DOCUMENT TEXT -
# # # # #

Finally, HHS has recognized that requiring covered entities to track disclosures authorized by an individual and, upon request, provide the individual with a history of such disclosures over the previous six years, imposes an unnecessary and costly administrative burden on academic medical centers and other research partners. Thus, HHS proposes to eliminate the six-year accounting requirement for PHI disclosed pursuant to an individual authorization. This change responds directly to BIO's assertion that the regulation's administrative requirements would have the unintended consequence of making academic medical centers and others reluctant to host sponsored research or incur greater cost in doing so. (However, the tracking requirement has not been eliminated where data are disclosed under a waiver or authorization, or where data are included in reports for public health purposes, including post-marketing surveillance of product safety and efficacy.)
Criteria for Waiver of Authorization for Research Streamlined
BIO's comments emphasized that the regulation's criteria for waiver of research authorization are both confusing and inconsistent with the Common Rule's waiver criteria. The NPRM deletes or modifies several criteria that are duplicative or are impracticable to apply to patient privacy. For example, HHS proposes to eliminate the requirements that an IRB or privacy board determine that the privacy risks to the study participants are reasonable in relation to the anticipated benefits, if any, to the individual and the importance of the knowledge that may reasonably be expected from the research. This provision in the regulation was a major - and particularly objectionable - expansion of the Common Rule.

# # # # #

Stored data entries -
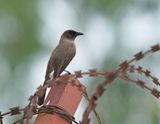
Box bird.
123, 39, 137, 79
38, 29, 83, 106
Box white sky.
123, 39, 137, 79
30, 0, 160, 120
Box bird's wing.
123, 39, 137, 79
54, 44, 76, 78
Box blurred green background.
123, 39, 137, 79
0, 0, 160, 124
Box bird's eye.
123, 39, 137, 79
66, 34, 71, 38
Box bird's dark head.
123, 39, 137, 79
61, 30, 83, 40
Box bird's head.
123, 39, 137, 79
61, 30, 83, 40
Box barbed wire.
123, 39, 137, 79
0, 44, 160, 124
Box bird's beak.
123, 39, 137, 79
77, 32, 84, 36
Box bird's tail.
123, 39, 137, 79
37, 80, 47, 106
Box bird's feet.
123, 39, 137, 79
64, 70, 71, 74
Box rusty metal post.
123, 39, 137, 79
34, 76, 83, 124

# # # # #

EXERCISE BRIEF - From the text on HHS's proposed privacy regulation changes, write out the passage starting at "Criteria for Waiver of Authorization" and ending at "the Common Rule.", changing "privacy board" to "ethics committee".

RESPONSE BELOW -
Criteria for Waiver of Authorization for Research Streamlined
BIO's comments emphasized that the regulation's criteria for waiver of research authorization are both confusing and inconsistent with the Common Rule's waiver criteria. The NPRM deletes or modifies several criteria that are duplicative or are impracticable to apply to patient privacy. For example, HHS proposes to eliminate the requirements that an IRB or ethics committee determine that the privacy risks to the study participants are reasonable in relation to the anticipated benefits, if any, to the individual and the importance of the knowledge that may reasonably be expected from the research. This provision in the regulation was a major - and particularly objectionable - expansion of the Common Rule.